Activity: Note how many lines in the following material mention "surface", then give that number by itself.

----

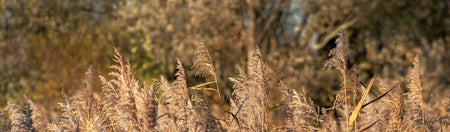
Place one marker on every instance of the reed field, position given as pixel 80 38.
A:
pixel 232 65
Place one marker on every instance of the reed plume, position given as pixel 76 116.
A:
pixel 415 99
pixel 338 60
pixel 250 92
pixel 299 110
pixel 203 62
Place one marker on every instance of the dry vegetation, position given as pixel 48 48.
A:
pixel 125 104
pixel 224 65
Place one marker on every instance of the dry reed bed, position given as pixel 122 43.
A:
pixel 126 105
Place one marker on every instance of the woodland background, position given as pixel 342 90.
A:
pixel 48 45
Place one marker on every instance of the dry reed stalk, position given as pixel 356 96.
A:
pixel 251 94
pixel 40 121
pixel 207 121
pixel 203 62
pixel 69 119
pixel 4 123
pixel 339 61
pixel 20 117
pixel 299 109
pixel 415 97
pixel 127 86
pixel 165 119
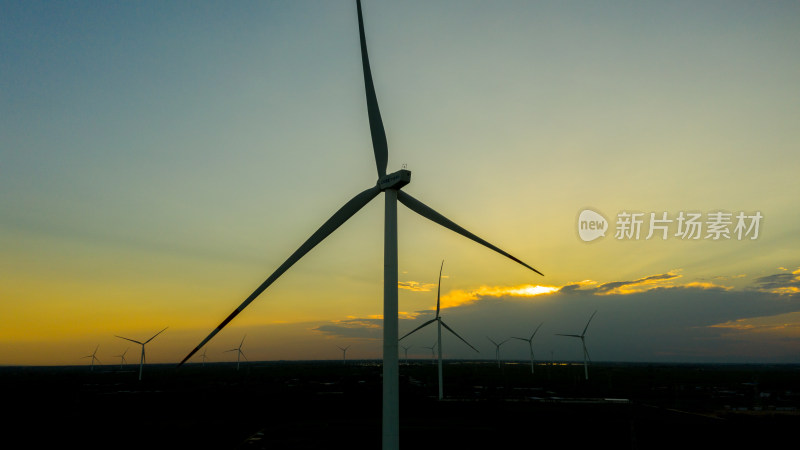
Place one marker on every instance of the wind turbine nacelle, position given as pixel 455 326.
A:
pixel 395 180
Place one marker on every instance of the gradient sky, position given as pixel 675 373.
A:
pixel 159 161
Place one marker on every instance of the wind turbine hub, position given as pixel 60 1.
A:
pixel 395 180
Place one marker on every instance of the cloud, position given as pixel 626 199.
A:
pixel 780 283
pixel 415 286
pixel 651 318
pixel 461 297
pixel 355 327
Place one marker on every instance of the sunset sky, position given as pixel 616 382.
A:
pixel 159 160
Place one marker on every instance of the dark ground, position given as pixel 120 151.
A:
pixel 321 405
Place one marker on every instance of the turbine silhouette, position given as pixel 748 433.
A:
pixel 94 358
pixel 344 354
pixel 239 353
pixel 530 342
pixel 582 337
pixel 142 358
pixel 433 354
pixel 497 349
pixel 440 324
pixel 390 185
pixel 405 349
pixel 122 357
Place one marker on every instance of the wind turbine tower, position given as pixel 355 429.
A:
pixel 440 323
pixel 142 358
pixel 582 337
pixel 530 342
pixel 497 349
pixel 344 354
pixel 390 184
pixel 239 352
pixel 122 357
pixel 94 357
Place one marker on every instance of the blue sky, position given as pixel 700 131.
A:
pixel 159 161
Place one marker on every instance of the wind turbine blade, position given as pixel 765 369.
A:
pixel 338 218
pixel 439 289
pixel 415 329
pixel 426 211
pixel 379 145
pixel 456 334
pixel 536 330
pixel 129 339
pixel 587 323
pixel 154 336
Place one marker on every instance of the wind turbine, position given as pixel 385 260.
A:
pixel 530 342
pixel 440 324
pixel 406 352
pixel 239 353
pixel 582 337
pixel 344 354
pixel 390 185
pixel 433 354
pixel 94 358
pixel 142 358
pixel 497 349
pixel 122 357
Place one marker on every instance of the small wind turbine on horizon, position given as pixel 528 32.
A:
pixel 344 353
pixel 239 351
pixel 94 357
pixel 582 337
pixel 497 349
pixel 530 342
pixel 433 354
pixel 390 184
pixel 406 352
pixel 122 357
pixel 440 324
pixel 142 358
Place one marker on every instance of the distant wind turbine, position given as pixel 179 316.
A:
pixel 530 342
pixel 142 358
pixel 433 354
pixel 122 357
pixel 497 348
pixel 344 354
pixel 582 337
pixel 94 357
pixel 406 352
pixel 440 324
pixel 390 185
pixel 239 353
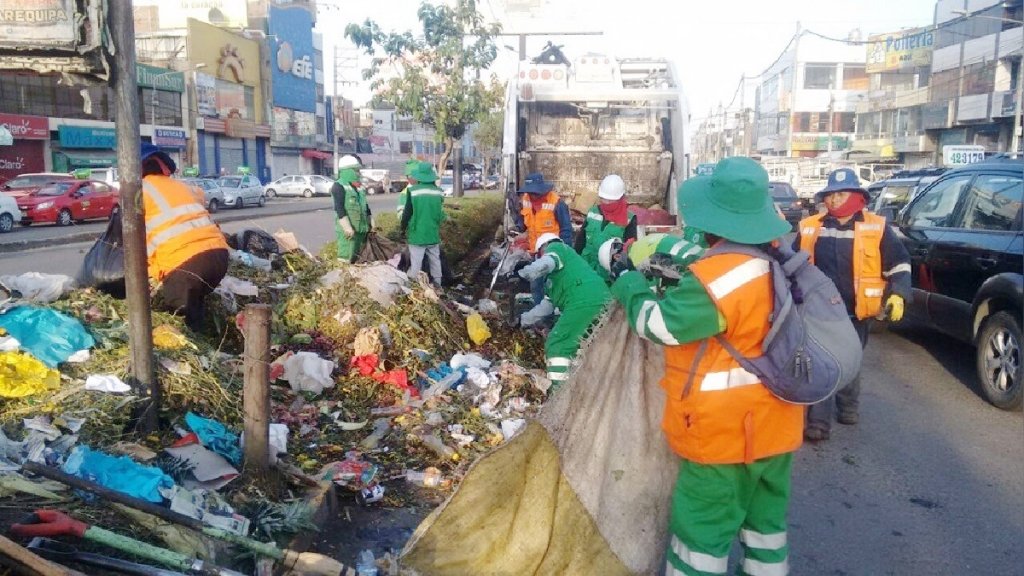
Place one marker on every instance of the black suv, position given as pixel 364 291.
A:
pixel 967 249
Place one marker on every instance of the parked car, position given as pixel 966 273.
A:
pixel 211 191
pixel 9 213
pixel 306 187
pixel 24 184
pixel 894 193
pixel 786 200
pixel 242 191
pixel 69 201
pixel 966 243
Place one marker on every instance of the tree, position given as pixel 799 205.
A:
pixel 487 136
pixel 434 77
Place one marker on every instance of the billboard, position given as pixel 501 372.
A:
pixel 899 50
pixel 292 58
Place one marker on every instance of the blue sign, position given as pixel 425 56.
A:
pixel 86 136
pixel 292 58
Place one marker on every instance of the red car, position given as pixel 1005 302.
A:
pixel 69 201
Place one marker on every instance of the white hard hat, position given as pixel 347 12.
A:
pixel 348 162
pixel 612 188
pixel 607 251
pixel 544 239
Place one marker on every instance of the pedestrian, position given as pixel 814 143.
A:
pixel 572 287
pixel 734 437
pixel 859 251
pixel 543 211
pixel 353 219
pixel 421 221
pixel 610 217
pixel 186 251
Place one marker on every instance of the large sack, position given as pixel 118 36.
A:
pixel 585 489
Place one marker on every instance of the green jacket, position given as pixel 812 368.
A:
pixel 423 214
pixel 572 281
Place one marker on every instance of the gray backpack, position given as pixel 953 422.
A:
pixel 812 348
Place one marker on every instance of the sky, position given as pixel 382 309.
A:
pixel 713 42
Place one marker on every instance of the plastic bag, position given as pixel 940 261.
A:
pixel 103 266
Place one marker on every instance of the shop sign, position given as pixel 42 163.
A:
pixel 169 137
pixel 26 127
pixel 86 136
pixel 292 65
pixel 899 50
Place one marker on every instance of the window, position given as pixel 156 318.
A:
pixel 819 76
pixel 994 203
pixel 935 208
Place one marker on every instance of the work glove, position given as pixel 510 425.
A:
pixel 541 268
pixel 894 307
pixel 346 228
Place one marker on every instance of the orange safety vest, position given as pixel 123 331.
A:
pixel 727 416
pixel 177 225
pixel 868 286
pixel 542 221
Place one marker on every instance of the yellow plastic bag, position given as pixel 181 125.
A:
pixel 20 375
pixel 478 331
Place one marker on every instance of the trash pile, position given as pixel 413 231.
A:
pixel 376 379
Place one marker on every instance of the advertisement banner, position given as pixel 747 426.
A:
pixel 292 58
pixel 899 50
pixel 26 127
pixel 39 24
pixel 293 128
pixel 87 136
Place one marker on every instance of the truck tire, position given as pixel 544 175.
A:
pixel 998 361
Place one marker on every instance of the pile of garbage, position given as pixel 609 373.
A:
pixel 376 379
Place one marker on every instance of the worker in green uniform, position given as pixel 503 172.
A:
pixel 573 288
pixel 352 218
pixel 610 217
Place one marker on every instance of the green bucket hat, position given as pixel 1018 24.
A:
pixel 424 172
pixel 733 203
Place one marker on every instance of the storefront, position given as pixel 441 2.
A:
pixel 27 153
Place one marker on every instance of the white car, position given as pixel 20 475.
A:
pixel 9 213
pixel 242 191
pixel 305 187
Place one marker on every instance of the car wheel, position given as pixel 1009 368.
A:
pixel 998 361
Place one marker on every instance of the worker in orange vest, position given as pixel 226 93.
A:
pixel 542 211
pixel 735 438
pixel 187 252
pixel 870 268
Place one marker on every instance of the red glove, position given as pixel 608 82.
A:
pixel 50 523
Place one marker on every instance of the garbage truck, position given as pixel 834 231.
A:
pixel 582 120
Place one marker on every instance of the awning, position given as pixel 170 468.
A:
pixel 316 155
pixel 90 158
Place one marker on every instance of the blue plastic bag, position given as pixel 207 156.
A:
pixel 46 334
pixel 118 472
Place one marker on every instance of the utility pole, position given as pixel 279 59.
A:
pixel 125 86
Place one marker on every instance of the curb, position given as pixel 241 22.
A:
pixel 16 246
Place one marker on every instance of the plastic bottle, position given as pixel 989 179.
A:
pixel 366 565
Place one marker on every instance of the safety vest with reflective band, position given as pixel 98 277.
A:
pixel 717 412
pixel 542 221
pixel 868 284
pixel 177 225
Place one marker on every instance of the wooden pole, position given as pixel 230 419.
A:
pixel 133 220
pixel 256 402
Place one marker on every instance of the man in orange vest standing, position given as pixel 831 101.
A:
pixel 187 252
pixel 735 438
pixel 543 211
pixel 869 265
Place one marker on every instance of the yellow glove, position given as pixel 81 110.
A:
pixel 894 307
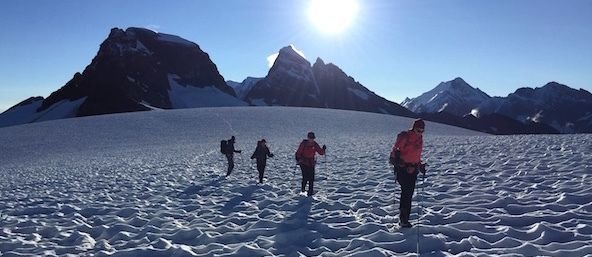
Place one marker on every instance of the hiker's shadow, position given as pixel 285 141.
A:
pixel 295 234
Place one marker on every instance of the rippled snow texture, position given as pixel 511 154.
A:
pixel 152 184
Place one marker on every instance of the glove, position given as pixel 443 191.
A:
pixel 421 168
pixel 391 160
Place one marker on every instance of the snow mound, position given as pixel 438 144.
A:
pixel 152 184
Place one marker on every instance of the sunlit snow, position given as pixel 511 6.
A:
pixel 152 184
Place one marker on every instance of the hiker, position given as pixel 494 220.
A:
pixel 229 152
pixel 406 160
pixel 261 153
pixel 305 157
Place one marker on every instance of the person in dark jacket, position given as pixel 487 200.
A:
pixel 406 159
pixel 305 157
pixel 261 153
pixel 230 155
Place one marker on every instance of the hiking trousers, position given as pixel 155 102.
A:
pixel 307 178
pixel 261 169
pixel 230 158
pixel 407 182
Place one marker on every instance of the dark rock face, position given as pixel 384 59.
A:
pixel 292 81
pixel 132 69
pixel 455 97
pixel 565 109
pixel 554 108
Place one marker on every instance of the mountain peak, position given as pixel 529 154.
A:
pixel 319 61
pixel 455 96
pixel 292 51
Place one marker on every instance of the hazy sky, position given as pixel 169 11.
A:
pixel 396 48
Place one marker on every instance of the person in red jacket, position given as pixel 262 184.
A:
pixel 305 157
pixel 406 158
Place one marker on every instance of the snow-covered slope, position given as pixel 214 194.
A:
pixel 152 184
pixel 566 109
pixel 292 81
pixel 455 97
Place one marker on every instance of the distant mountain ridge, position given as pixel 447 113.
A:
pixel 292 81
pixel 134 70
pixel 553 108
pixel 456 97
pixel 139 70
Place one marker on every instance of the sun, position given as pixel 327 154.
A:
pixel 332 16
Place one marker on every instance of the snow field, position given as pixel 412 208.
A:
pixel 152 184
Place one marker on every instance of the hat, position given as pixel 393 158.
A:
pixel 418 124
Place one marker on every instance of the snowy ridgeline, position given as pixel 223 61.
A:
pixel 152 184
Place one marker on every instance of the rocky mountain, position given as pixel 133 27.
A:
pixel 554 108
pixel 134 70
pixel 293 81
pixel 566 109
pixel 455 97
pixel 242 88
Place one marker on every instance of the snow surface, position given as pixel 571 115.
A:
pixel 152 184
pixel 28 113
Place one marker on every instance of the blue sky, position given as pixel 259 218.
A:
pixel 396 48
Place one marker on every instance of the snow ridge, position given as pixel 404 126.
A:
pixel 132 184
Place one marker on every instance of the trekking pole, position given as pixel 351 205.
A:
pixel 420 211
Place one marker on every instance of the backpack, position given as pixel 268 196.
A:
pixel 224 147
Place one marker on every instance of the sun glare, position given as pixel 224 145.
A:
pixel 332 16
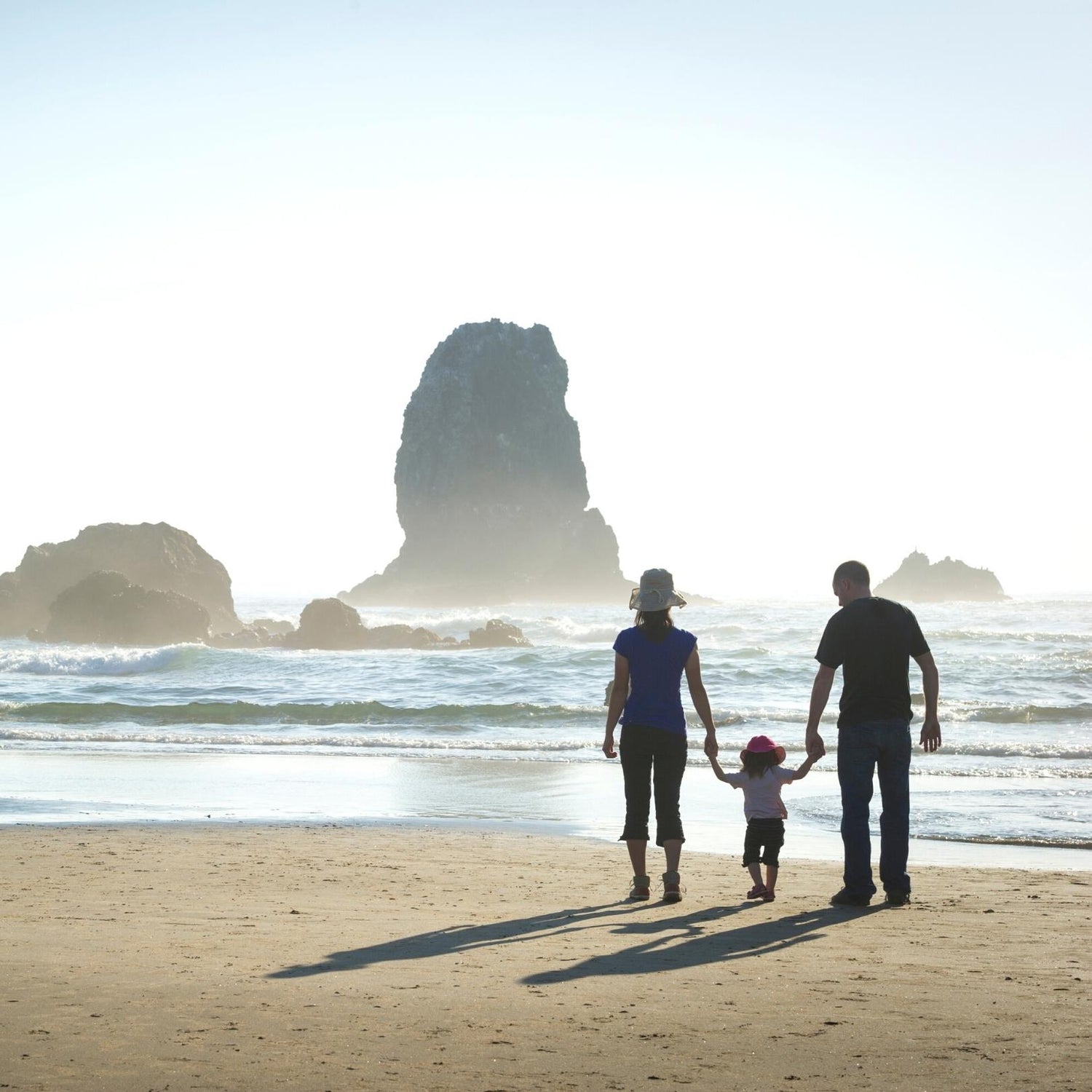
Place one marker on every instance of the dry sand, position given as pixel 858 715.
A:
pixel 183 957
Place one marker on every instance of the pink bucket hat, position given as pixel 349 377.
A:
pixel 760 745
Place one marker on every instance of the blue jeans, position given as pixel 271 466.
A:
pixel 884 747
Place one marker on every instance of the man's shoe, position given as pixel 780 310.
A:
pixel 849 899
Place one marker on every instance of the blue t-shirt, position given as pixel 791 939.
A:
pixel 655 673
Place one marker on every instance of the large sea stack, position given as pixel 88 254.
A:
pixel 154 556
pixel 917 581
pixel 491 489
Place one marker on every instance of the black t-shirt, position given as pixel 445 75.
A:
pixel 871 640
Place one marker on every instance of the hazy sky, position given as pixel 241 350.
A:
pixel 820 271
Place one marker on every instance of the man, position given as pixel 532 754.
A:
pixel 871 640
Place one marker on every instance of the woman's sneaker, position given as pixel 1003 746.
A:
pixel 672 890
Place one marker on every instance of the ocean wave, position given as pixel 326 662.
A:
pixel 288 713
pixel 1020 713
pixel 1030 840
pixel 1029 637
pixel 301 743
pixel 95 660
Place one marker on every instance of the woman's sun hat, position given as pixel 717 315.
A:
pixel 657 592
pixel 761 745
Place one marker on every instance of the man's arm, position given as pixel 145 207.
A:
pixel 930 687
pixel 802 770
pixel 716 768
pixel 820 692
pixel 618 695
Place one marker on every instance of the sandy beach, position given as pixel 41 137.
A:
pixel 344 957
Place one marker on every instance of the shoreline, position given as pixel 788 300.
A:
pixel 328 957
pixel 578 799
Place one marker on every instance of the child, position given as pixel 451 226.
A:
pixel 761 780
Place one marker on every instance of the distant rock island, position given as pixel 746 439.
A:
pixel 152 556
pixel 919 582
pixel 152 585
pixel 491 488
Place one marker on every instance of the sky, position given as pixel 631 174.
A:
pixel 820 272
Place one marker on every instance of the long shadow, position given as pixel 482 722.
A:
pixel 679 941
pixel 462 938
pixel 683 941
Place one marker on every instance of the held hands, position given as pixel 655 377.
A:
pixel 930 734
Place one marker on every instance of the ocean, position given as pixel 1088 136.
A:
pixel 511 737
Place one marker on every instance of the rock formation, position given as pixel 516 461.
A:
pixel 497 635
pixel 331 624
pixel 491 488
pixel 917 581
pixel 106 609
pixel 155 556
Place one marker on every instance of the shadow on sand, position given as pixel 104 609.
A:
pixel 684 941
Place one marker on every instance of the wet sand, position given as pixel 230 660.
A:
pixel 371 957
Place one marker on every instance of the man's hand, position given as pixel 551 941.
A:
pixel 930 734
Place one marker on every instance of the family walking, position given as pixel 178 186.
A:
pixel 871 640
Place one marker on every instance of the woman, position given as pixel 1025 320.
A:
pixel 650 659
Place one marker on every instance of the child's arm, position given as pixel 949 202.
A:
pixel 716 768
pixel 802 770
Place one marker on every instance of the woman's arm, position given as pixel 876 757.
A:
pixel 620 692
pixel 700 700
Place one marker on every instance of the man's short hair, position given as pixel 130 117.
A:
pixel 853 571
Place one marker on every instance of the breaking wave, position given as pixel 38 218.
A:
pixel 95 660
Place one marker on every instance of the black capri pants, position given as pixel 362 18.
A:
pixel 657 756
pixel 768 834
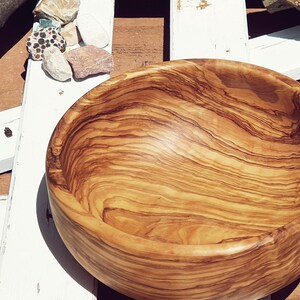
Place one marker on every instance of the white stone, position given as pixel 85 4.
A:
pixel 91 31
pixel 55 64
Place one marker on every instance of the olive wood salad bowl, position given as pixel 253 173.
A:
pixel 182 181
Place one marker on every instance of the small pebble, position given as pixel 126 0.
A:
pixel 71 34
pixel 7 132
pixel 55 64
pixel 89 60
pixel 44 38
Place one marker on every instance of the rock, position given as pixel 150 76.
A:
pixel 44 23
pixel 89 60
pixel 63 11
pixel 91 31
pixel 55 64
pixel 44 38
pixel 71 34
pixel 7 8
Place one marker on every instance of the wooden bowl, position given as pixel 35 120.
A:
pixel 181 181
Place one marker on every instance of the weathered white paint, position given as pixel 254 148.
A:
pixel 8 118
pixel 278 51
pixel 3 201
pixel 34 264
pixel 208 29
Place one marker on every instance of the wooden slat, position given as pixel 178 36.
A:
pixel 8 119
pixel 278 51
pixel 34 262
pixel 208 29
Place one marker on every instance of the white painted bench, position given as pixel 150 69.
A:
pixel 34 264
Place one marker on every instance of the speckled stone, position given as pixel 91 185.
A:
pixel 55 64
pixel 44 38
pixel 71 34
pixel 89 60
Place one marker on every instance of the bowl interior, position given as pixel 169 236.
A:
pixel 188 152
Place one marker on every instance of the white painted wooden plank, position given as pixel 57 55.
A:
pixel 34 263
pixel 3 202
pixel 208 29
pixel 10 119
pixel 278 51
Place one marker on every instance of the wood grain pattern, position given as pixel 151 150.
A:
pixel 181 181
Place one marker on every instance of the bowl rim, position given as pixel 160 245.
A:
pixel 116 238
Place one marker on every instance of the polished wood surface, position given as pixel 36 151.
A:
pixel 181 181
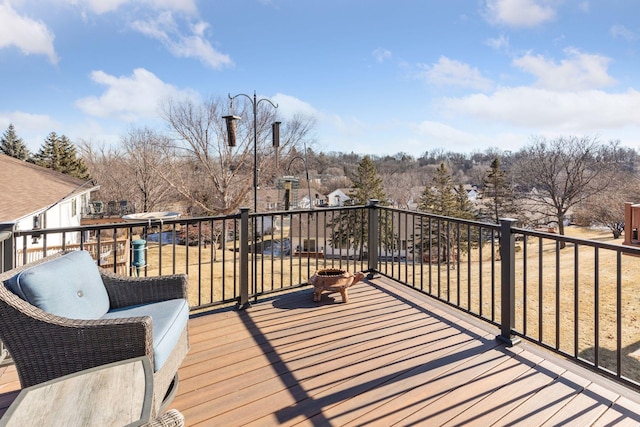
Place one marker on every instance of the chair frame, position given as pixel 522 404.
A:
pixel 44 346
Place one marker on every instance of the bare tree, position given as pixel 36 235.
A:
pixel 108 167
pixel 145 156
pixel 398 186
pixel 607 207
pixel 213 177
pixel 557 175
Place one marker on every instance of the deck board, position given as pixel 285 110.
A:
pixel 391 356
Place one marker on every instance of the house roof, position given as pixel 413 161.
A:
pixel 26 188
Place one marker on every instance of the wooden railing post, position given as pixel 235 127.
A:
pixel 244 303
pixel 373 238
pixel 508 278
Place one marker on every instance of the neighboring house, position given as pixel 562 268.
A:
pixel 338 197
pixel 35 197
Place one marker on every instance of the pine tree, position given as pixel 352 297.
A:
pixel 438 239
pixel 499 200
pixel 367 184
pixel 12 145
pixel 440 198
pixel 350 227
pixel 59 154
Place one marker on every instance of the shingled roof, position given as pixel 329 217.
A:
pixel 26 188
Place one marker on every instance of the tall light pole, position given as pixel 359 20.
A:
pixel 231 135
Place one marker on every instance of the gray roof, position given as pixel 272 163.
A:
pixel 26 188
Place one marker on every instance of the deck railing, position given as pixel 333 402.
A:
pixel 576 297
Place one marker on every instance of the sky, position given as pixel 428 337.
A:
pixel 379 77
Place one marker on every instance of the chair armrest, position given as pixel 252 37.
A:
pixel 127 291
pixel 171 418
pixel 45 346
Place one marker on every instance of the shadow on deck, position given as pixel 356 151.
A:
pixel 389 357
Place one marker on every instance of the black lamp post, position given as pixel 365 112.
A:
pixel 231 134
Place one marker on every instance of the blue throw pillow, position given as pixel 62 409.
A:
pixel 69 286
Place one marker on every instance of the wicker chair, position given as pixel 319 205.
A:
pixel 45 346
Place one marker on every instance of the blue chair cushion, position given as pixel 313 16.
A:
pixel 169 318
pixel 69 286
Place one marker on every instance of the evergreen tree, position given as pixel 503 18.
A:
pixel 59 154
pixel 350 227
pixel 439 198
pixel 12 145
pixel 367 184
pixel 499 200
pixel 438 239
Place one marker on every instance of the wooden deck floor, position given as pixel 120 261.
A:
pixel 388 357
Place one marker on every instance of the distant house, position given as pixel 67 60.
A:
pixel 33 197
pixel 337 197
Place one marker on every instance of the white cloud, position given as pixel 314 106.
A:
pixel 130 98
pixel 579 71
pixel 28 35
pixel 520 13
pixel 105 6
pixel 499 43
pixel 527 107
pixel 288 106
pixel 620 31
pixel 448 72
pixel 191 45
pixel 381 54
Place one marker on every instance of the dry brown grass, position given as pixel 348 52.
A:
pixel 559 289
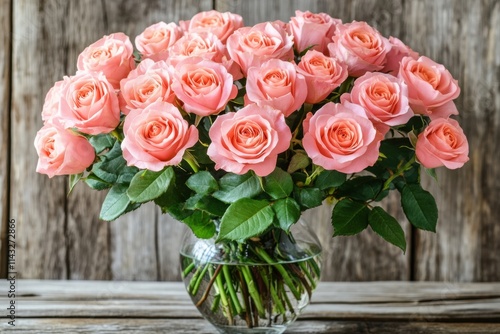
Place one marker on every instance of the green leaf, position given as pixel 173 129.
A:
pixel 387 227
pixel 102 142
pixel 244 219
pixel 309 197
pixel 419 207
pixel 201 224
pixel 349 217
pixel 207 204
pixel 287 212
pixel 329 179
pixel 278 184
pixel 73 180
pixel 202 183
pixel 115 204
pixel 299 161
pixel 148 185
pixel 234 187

----

Exercise response: 2